**DATA LISTING:**
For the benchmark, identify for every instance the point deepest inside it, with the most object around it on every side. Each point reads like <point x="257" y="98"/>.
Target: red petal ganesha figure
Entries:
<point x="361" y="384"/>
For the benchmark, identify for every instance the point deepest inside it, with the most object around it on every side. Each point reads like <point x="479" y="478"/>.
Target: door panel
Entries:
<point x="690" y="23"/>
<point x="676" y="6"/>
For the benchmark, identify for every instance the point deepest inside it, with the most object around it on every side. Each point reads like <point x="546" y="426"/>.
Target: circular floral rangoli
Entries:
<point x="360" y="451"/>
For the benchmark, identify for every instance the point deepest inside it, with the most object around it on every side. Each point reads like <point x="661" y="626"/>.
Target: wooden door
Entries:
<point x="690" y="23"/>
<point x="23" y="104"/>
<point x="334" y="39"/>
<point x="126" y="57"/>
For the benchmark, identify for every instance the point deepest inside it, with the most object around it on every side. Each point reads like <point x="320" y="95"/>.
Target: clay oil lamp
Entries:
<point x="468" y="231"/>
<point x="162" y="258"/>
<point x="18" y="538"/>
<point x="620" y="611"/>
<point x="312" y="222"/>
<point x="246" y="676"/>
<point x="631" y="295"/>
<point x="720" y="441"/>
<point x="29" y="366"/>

**WRITTEN TASK:** Your task is to output the full set of records exactly as presented.

**RESPONSE TO THIS TASK:**
For the benchmark, identify for every instance the point deepest inside it, with the most object around it on every side. Each point reads like <point x="257" y="98"/>.
Target: red petal ganesha figure
Entries:
<point x="361" y="384"/>
For the benchmark, identify for every instance the point deepest inside it, with the most object around it on every side. Each point reads like <point x="479" y="478"/>.
Target: door panel
Entries:
<point x="690" y="23"/>
<point x="676" y="6"/>
For the benchmark, identify for every instance the point deepest inside it, with the most object around it on every side. Each point reads like <point x="546" y="426"/>.
Target: circular floral rangoli
Entries:
<point x="360" y="451"/>
For the benchmark, identify for every instance the point deepest inside it, with the most object around it on every side. Each point reads like <point x="661" y="626"/>.
Target: wooden door
Entries:
<point x="690" y="23"/>
<point x="23" y="104"/>
<point x="334" y="39"/>
<point x="126" y="57"/>
For the benchmark, identify for every instance the point deepest inside it, with the most object around it on every side. Each point reads like <point x="320" y="95"/>.
Target: clay oil lamp
Entries:
<point x="468" y="231"/>
<point x="162" y="258"/>
<point x="18" y="538"/>
<point x="620" y="611"/>
<point x="312" y="222"/>
<point x="246" y="676"/>
<point x="631" y="295"/>
<point x="720" y="441"/>
<point x="29" y="366"/>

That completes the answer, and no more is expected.